• [抜粋]
■ ■ ■ ■ ■

自己破産の期間が1カ月短縮できる?即日面接制度とは
東京地方裁判所では、自己破産の申立てをおこなった日にそのまま裁判官と弁護士が面談を行い、「同時廃止にするか少額管財にするか」を決定する、という即日面接制度が採用されています。他の地方裁判所の場合、自己破産の申立て書類を提出してから、自己破産の開始決定がなされるまでに2週間~1カ月かかるのが普通ですが、即日面接ではこの期間が短縮されます。
東京地方裁判所では、即日面接っていう制度があるから自己破産手続きの期間が他よりも短いって聞いたんだけど、即日面接ってどういう制度なのー?
でも他の裁判所では、自己破産の申立てをして、裁判所に開始決定をして貰うまでに、なんでそんなに時間がかかるの?
ただ破産手続きを開始するだけじゃないの?

■ ■ ■ ■ ■

• [データ一覧]
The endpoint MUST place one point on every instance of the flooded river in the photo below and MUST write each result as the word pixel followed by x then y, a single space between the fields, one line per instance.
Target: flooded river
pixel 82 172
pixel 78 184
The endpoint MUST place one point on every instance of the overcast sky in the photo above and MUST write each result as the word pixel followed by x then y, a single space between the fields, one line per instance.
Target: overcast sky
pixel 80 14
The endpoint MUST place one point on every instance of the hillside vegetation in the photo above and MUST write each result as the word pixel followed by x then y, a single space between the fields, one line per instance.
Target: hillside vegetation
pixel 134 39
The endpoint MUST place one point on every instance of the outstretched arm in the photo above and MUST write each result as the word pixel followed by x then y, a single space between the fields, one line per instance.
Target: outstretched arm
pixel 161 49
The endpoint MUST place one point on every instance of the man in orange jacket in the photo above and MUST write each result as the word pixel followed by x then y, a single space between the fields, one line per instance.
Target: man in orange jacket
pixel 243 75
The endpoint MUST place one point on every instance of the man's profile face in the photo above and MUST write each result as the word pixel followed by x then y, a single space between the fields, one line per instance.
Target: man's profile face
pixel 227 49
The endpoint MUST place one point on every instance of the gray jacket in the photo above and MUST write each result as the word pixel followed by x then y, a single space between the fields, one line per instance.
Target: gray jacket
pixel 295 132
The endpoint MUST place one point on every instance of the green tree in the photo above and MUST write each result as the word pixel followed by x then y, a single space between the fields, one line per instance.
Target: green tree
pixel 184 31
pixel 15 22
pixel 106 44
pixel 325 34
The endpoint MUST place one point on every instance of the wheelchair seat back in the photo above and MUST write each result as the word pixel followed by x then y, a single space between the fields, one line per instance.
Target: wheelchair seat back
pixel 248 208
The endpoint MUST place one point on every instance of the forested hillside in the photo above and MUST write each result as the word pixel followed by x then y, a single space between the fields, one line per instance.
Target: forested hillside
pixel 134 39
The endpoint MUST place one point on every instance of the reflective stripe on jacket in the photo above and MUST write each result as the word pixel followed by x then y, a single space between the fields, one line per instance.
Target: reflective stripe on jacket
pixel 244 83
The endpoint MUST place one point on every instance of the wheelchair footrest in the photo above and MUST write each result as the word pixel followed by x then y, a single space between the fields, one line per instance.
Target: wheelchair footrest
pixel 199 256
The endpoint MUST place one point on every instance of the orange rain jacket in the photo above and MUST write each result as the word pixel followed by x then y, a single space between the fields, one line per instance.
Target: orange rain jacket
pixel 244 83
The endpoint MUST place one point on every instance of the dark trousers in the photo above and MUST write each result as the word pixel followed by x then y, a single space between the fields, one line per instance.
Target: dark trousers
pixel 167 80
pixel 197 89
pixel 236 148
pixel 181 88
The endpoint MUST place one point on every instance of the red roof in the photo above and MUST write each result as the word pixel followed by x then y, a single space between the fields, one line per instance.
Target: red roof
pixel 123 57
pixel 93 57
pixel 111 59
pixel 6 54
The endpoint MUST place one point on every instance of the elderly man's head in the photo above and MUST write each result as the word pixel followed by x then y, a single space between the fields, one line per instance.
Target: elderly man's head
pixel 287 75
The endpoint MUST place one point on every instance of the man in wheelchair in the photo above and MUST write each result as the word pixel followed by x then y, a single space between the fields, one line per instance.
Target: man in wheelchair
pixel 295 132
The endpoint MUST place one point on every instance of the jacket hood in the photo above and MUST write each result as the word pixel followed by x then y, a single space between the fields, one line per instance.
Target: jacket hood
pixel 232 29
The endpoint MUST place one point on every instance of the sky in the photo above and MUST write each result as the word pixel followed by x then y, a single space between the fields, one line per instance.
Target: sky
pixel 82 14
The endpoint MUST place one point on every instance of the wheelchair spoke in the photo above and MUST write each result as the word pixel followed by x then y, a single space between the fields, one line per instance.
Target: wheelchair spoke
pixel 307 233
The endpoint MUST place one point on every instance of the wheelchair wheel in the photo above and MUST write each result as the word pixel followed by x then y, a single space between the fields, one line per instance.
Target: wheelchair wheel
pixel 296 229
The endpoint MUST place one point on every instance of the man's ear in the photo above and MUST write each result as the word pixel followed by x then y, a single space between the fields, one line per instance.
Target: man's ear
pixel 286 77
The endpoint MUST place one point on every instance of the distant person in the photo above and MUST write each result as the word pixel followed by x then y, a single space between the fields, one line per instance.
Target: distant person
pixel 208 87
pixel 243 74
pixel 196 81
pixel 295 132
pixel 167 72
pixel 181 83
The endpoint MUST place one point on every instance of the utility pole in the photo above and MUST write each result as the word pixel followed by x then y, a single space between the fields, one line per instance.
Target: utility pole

■ ■ ■ ■ ■

• [課題の指示]
抜粋について答えてください。
(a) 即日面接制度を採用しているのはどの裁判所ですか？
(b) 即日面接の面談で、裁判官と弁護士は何を決定しますか？
(c) 他の地方裁判所では、申立て書類の提出から開始決定までに普通どのくらいかかりますか？
項目は抜粋とは関係ありません。

• [解答]
(a) 東京地方裁判所
(b) 同時廃止にするか少額管財にするか
(c) 2週間~1カ月